**What needs to be done**
Show every line in the entries below where the word "rough" appears.

= = =

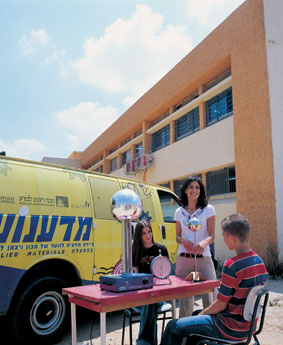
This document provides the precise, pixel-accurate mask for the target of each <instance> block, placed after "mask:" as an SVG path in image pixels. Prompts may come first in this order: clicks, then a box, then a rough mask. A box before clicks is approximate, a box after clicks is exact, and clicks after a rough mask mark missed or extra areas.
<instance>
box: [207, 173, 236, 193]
mask: <svg viewBox="0 0 283 345" xmlns="http://www.w3.org/2000/svg"><path fill="white" fill-rule="evenodd" d="M206 188H207V194H208V195H217V194H227V193H234V192H236V175H235V167H228V168H224V169H221V170H216V171H210V172H208V173H206Z"/></svg>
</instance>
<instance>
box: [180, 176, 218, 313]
mask: <svg viewBox="0 0 283 345" xmlns="http://www.w3.org/2000/svg"><path fill="white" fill-rule="evenodd" d="M180 202H181V205H182V206H183V207H179V208H178V209H177V210H176V212H175V217H174V219H175V221H176V241H177V243H179V247H178V256H177V260H176V275H177V276H181V277H187V275H188V274H189V273H190V272H192V271H194V260H195V259H194V257H195V255H196V257H197V259H196V260H197V271H198V272H200V273H202V275H203V276H204V278H205V279H207V280H210V279H212V280H215V279H216V273H215V269H214V265H213V261H212V258H211V253H210V248H209V245H210V243H212V242H213V241H214V238H215V210H214V207H213V206H212V205H210V204H208V201H207V197H206V193H205V187H204V185H203V183H202V181H201V179H200V178H198V177H196V176H189V177H188V178H187V179H186V180H185V182H184V183H183V185H182V187H181V196H180ZM193 217H196V218H198V219H199V220H200V221H201V224H202V226H201V229H200V230H199V231H197V232H196V245H195V244H194V233H193V231H191V230H190V229H189V228H188V222H189V220H190V219H191V218H193ZM215 295H216V291H215V293H214V299H215ZM202 302H203V307H204V308H206V307H208V305H209V298H208V295H203V296H202ZM193 309H194V297H187V298H183V299H180V311H179V317H185V316H191V315H192V313H193Z"/></svg>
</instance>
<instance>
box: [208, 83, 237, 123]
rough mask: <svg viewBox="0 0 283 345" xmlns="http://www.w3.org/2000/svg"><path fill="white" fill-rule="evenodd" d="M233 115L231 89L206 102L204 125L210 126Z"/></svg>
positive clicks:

= = =

**Response to this exercise**
This document provides the precise, pixel-accurate mask for the target of each <instance> block, placed after "mask:" as an SVG path in image pixels. Prompts may come first in this order: clicks, then a box, then a rough mask. A box before clicks is approximate, a box after clicks is exact, and clicks after a rough mask mark missed or extra areas.
rough mask: <svg viewBox="0 0 283 345" xmlns="http://www.w3.org/2000/svg"><path fill="white" fill-rule="evenodd" d="M233 115L231 89L206 102L204 125L210 126Z"/></svg>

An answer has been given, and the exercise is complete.